═════ RECORDS SUPPLIED

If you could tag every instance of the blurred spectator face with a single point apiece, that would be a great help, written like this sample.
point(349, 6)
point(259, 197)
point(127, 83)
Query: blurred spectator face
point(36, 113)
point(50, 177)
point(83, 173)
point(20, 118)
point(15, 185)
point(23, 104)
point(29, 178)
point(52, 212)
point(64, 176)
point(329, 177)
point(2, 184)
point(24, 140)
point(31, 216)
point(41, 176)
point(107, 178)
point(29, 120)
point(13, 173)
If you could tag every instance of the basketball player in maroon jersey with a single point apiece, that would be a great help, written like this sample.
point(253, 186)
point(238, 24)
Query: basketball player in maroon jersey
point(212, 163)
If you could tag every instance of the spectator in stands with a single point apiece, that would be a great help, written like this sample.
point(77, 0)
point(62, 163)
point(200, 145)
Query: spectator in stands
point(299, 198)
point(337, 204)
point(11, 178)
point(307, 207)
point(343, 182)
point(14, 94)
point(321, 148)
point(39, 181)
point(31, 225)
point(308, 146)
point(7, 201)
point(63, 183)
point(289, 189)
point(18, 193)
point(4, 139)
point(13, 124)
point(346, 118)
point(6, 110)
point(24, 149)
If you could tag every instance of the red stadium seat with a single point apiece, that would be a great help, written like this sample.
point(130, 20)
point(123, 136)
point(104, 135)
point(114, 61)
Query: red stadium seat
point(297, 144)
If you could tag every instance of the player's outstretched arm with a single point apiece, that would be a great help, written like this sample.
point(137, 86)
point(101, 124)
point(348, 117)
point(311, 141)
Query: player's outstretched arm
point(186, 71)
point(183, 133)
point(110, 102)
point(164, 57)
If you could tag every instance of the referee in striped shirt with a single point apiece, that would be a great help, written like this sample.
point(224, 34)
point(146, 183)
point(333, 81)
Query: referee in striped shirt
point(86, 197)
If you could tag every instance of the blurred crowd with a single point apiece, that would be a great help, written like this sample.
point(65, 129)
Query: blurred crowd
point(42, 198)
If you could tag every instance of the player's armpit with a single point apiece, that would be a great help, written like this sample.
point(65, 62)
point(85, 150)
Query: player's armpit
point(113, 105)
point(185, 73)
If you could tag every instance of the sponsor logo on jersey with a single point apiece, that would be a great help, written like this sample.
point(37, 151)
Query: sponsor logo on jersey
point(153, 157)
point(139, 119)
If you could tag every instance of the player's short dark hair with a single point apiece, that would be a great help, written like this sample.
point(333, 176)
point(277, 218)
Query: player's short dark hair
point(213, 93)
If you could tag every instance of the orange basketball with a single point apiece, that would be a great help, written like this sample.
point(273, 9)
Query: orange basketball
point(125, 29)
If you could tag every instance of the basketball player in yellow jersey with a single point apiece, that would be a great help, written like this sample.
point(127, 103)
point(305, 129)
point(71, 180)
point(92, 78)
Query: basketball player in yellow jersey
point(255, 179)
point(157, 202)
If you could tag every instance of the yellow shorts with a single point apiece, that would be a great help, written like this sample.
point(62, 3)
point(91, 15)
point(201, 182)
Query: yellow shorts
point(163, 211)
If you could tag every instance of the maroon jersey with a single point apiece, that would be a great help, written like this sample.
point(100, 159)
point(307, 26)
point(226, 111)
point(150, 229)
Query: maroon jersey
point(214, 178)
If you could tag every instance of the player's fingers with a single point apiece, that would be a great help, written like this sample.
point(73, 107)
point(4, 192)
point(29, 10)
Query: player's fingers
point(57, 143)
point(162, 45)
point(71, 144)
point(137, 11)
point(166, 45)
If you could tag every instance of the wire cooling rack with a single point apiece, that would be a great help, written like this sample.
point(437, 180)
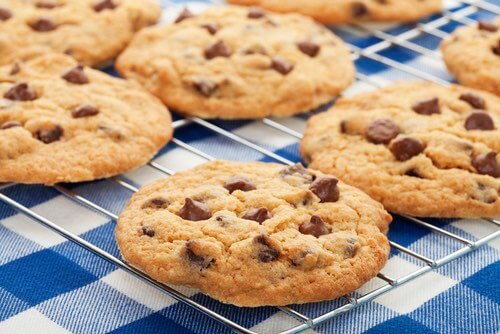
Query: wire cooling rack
point(408, 39)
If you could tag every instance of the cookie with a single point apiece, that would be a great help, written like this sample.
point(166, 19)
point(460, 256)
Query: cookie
point(419, 148)
point(348, 11)
point(92, 31)
point(254, 234)
point(238, 62)
point(62, 122)
point(472, 54)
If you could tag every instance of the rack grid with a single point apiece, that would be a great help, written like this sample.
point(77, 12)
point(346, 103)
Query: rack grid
point(432, 27)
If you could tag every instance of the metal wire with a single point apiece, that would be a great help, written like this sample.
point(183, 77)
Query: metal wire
point(387, 41)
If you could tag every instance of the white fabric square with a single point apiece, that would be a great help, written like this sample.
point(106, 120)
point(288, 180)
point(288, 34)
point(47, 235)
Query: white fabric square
point(31, 322)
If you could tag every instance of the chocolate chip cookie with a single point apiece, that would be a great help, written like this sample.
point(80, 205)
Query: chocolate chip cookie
point(63, 122)
point(254, 234)
point(92, 31)
point(238, 62)
point(472, 54)
point(419, 148)
point(348, 11)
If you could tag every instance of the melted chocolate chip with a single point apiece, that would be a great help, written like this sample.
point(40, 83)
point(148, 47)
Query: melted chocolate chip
point(194, 210)
point(191, 250)
point(146, 230)
point(155, 203)
point(5, 14)
point(479, 120)
point(487, 164)
point(75, 75)
point(358, 9)
point(487, 26)
point(326, 189)
point(239, 183)
point(10, 124)
point(205, 87)
point(259, 215)
point(48, 136)
point(21, 92)
point(43, 25)
point(474, 100)
point(381, 131)
point(104, 4)
point(84, 110)
point(255, 13)
point(212, 28)
point(406, 148)
point(316, 226)
point(427, 107)
point(281, 65)
point(309, 48)
point(217, 49)
point(185, 14)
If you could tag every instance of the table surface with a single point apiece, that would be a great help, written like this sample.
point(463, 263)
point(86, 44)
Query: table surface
point(50, 285)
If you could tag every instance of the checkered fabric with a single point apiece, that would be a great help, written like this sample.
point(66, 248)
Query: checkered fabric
point(50, 285)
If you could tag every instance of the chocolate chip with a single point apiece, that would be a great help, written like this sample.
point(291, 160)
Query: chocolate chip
point(104, 4)
point(282, 65)
point(474, 100)
point(194, 210)
point(5, 14)
point(212, 28)
point(316, 226)
point(205, 87)
point(15, 69)
point(382, 131)
point(239, 183)
point(309, 48)
point(202, 261)
point(148, 231)
point(48, 136)
point(84, 110)
point(185, 14)
point(413, 172)
point(43, 25)
point(487, 26)
point(358, 9)
point(46, 5)
point(268, 254)
point(326, 189)
point(487, 164)
point(479, 120)
point(217, 49)
point(406, 148)
point(259, 215)
point(255, 13)
point(75, 75)
point(21, 92)
point(427, 107)
point(10, 124)
point(155, 203)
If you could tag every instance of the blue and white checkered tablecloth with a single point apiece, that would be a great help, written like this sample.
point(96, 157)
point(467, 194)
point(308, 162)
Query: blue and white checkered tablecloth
point(50, 285)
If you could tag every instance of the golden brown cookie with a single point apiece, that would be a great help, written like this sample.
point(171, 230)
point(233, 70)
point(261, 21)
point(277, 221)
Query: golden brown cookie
point(92, 31)
point(419, 148)
point(61, 122)
point(254, 234)
point(237, 62)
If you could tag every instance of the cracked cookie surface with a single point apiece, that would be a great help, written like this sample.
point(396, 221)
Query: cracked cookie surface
point(238, 62)
point(472, 54)
point(92, 31)
point(348, 11)
point(419, 148)
point(61, 122)
point(254, 234)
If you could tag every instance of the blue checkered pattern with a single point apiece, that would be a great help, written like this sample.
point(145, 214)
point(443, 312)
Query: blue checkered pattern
point(50, 285)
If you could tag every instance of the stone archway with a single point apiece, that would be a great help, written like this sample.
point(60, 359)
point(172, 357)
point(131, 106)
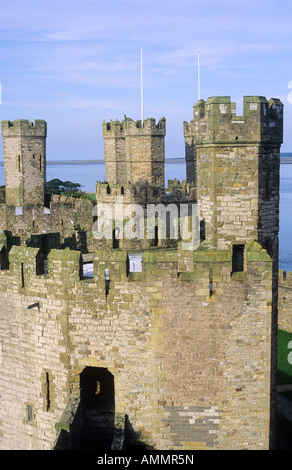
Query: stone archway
point(98, 404)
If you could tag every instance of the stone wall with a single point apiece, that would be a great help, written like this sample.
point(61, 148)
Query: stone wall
point(285, 301)
point(191, 362)
point(25, 161)
point(134, 152)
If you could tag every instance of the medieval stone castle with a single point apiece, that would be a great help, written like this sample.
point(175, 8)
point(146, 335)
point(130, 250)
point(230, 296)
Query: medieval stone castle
point(179, 354)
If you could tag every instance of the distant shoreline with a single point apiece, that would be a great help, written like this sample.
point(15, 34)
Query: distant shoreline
point(96, 162)
point(285, 158)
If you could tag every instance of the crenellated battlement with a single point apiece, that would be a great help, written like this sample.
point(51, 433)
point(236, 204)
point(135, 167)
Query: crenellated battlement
point(285, 278)
point(129, 127)
point(64, 266)
point(24, 127)
point(215, 121)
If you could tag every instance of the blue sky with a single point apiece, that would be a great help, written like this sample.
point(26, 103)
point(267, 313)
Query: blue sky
point(77, 63)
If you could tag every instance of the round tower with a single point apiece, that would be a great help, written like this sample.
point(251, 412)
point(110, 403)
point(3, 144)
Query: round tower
point(24, 161)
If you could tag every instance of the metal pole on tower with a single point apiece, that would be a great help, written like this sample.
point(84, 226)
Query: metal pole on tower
point(142, 100)
point(199, 79)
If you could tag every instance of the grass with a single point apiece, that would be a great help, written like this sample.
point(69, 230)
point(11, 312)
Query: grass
point(284, 375)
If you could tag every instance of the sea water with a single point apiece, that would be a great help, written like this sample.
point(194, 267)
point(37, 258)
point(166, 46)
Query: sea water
point(88, 174)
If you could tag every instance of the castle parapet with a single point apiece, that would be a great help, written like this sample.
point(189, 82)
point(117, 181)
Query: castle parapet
point(215, 121)
point(129, 127)
point(24, 127)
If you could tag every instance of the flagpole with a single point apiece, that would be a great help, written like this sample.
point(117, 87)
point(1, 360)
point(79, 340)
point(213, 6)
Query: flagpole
point(199, 81)
point(142, 101)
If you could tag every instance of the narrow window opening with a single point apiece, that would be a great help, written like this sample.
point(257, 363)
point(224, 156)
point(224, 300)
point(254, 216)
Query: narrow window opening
point(48, 398)
point(107, 282)
point(22, 275)
point(211, 283)
point(46, 269)
point(238, 258)
point(269, 189)
point(155, 239)
point(116, 242)
point(29, 414)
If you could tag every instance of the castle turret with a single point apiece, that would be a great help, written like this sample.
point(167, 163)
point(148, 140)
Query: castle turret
point(235, 160)
point(135, 153)
point(24, 161)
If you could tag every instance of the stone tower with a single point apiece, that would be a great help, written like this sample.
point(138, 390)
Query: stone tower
point(234, 161)
point(135, 153)
point(24, 161)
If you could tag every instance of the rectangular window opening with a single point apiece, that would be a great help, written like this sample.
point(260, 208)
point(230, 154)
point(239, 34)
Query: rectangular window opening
point(238, 258)
point(29, 414)
point(211, 283)
point(107, 281)
point(22, 275)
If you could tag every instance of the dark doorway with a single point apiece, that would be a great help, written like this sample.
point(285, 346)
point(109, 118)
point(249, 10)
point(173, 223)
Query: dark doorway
point(98, 400)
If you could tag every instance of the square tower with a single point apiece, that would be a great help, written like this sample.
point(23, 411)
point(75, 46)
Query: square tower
point(24, 161)
point(135, 153)
point(235, 163)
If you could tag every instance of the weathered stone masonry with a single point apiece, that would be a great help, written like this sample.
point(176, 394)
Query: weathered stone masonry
point(190, 340)
point(159, 333)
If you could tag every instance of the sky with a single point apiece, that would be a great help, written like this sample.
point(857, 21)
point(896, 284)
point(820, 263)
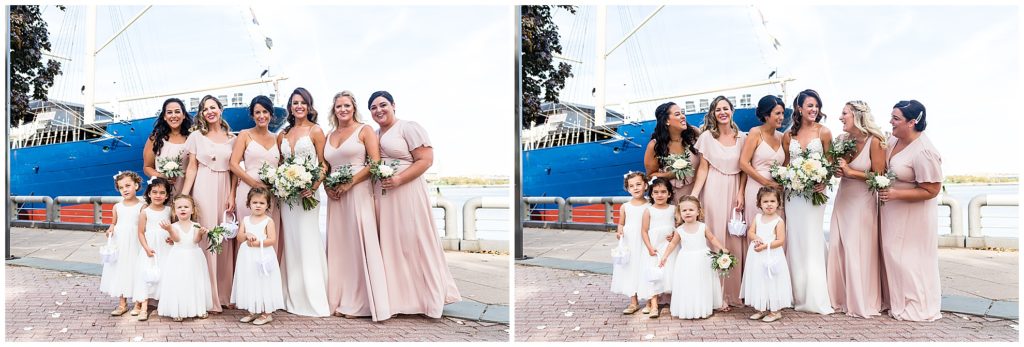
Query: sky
point(450, 68)
point(963, 62)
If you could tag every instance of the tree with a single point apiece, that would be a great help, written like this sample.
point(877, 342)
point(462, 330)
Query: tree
point(30, 78)
point(542, 81)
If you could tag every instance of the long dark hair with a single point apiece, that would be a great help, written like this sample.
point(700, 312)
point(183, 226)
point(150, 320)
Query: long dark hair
point(798, 102)
point(310, 112)
point(913, 110)
point(162, 130)
point(660, 135)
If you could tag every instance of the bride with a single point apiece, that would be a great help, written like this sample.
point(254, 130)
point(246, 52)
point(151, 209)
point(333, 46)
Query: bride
point(805, 244)
point(304, 256)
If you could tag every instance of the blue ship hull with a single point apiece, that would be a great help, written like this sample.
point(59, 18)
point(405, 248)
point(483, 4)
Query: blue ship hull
point(596, 169)
point(86, 167)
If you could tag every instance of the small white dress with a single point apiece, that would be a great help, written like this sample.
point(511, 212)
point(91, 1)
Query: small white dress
point(184, 288)
point(119, 278)
point(156, 236)
point(695, 287)
point(626, 277)
point(253, 291)
point(663, 222)
point(762, 289)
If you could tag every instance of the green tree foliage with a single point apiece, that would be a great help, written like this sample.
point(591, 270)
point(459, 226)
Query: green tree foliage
point(31, 78)
point(542, 81)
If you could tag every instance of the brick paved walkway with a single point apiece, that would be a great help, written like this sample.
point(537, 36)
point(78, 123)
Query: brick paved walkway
point(33, 313)
point(563, 305)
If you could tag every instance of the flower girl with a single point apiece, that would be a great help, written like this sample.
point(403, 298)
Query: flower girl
point(766, 284)
point(657, 223)
point(257, 286)
point(184, 289)
point(626, 273)
point(118, 275)
point(696, 288)
point(152, 239)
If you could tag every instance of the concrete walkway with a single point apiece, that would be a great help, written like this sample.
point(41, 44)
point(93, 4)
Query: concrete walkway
point(974, 282)
point(482, 278)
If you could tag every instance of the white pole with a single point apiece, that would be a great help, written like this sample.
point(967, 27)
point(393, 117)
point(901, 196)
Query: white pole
point(600, 115)
point(90, 64)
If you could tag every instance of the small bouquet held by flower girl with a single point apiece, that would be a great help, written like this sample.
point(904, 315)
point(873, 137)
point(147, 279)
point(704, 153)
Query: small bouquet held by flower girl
point(340, 175)
point(294, 175)
point(170, 167)
point(722, 262)
point(678, 165)
point(381, 171)
point(878, 181)
point(805, 171)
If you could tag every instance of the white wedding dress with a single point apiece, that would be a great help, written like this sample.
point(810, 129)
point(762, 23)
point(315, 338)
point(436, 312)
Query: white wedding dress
point(304, 254)
point(805, 246)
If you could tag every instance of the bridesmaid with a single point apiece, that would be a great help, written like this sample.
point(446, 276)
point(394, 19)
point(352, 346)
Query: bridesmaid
point(909, 218)
point(854, 280)
point(761, 150)
point(414, 263)
point(805, 244)
point(257, 146)
point(209, 179)
point(722, 181)
point(356, 286)
point(672, 136)
point(168, 139)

══════════

_REQUIRED TASK:_
Starting with the line that contains "If you could tag every instance of the brick", repeat each line through the last one exactly as it appears. Include both ends and nothing more.

_EXERCISE ANSWER:_
If you could tag every instance of the brick paved walkway with a single point apiece, that would be a great help, written like this sample.
point(537, 36)
point(78, 123)
Query: brick paved walkway
point(33, 313)
point(563, 305)
If you could tag every instance of the flower girl with a single point apiece, that would be a great help, written like this sample.
point(403, 298)
Query: flower girl
point(766, 284)
point(657, 223)
point(257, 286)
point(184, 289)
point(626, 273)
point(118, 275)
point(696, 288)
point(152, 239)
If you could tag every instance of the concrete walkway with a single point apiece, that would be a great help, written like this sample.
point(41, 44)
point(93, 4)
Query: concrete walkway
point(974, 282)
point(482, 278)
If you could tag every instance of the white pole with a single point apiece, that would be a great help, written like this sample.
point(967, 27)
point(393, 117)
point(901, 196)
Query: white pole
point(600, 115)
point(90, 64)
If you could tag every instance of the small bouquet held by flower girl with a single point apiece, that would be a great help, written like this sample.
point(904, 315)
point(873, 137)
point(147, 279)
point(704, 153)
Query: small bouquet held by flower girl
point(340, 175)
point(294, 175)
point(170, 167)
point(722, 262)
point(678, 165)
point(381, 171)
point(878, 181)
point(805, 171)
If you could tag every instance of the white wedding dress with a single point apiece, that would be a great help, written like this sample.
point(810, 129)
point(762, 23)
point(315, 338)
point(436, 312)
Query: white wedding dress
point(304, 254)
point(805, 246)
If you could tag every instance of the bridesmaid with a single point apiece, that would be a great help, written like this sample.
point(446, 276)
point(394, 19)
point(352, 346)
Query: bridesmaid
point(909, 218)
point(854, 280)
point(761, 150)
point(414, 263)
point(805, 244)
point(257, 146)
point(209, 179)
point(722, 181)
point(356, 286)
point(672, 136)
point(168, 139)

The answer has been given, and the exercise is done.